**Supplied text**

-.-.-

Comparative Example 3 (Which Was Different from Example 3 Only in That the High-Pressure Oxygen Was Not Introduced During the Oxidation Leaching of the Ore Slurry)

[0097] A method for producing ferronickel and removing chromium from nickel laterite ore was provided, including the following steps: [0098] (1) the nickel laterite ore as raw ore was subjected to ore washing in a cylindrical ore washer, a trough ore washer, and a hydrocyclone successively and separation to obtain an ore slurry and a mineral aggregate, wherein the ore washing is conducted with water, the hydrocyclone gives nickel laterite ore with a particle size of 0.05 mm, and a solid content of the ore slurry is controlled at 15%; the ore slurry was subjected to oxidation leaching, the mineral aggregate was subjected to crushing to a particle size of 1.5 mm or less and re-separation in a shaker with a water flow rate of 3 L/min to obtain chromium concentrate and tailings, and the tailings were returned to the ore washing procedure; [0099] (2) sodium hydroxide and potassium bromate were added to the ore slurry in a mass ratio of sodium hydroxide to sodium bromate to the ore slurry of 0.8:1:100, and under an enclosed condition, a resulting system was heated to 110 C. to allow oxidation leaching for 4 h under stirring at a rotational speed of 300 r/min; [0100] (3) after the oxidation leaching in step (2) was completed, solid-liquid separation was conducted by a pressure filter to obtain a chromium-containing filtrate and a filter cake, and the chromium-containing filtrate and the chromium concentrate were sent to a chromium processing plant; [0101] (4) the filter cake was subjected to further washing with clean water and pressure filtration to obtain a liquid and a solid, and the liquid was sent for the ore washing and the solid was used in the following step; [0102] (5) quicklime, anthracite, and the solid obtained in step (4) were mixed in a mass ratio of 4:4:100 and a resulting mixture was made to pellets with a particle size of 15 mm; [0103] (6) the pellets were subjected to roasting in a rotary kiln at a temperature of 800 C. for 30 min; and [0104] (7) the roasted pellets were subjected to smelting in an electric furnace at a temperature of 1,800 C. to obtain a finished ferronickel product.

-.-.-

**Material supplied**
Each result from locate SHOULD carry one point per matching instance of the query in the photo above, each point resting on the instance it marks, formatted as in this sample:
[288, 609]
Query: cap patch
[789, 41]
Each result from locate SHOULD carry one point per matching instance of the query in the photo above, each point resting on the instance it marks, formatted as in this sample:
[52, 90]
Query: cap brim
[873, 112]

-.-.-

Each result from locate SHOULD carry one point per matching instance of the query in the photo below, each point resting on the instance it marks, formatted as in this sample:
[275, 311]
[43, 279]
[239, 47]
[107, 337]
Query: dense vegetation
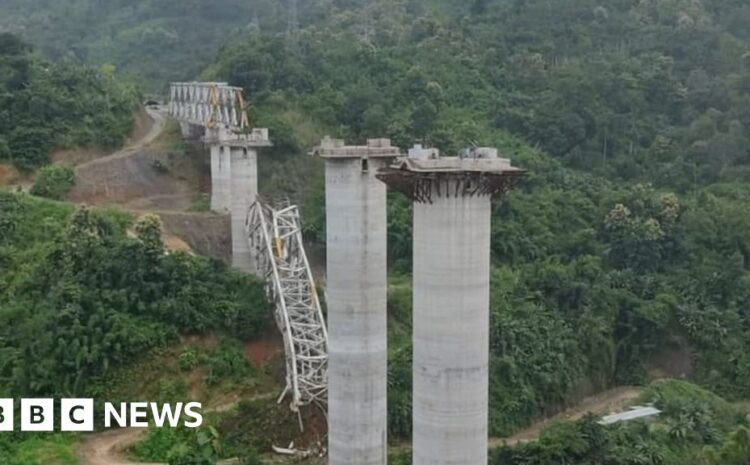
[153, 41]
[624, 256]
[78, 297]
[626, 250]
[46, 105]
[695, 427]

-.-.-

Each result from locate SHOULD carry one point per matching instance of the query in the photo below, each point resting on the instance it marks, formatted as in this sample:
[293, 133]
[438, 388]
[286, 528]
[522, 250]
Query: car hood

-.-.-

**Work to do**
1. Retype the ferronickel passage word for word, everything from "Comparative Example 3" down to "the Ore Slurry)".
2. Continue the ferronickel passage beyond its final sentence.
The entries play no part in what follows.

**Answer set**
1.
Comparative Example 3 (Which Was Different from Example 3 Only in That the High-Pressure Oxygen Was Not Introduced During the Oxidation Leaching of the Ore Slurry)

2.
Comparative Example 4

[0105] A method for producing ferronickel by smelting nickel laterite ore was provided, including the following steps: [0106] (1) the nickel laterite ore as raw ore was subjected to ore washing in a cylindrical ore washer, a trough ore washer, and a hydrocyclone successively and separation to obtain an ore slurry and a mineral aggregate, wherein the ore washing is conducted with water, the hydrocyclone gives nickel laterite ore with a particle size of 0.05 mm, and a solid content of the ore slurry is controlled at 15%; [0107] (2) quicklime and semi-coke were added into the ore slurry obtained in step (1) in a mass ratio of the ore slurry to quicklime to semi-coke of 100:10:8, and a resulting mixture was made to pellets with a particle size of 20 mm; [0108] (3) the pellets were subjected to roasting in a rotary kiln at a temperature of 850 C. for 25 min; and [0109] (4) the roasted pellets were subjected to smelting in an electric furnace at a temperature of 1,800 C. to obtain a finished ferronickel product.

Test Example

[0110] 1. The chemical compositions of the chromium concentrates obtained in Examples 1 to 3 and the mineral aggregate in Comparative Example 4 each were tested, and test results were shown in Table 2.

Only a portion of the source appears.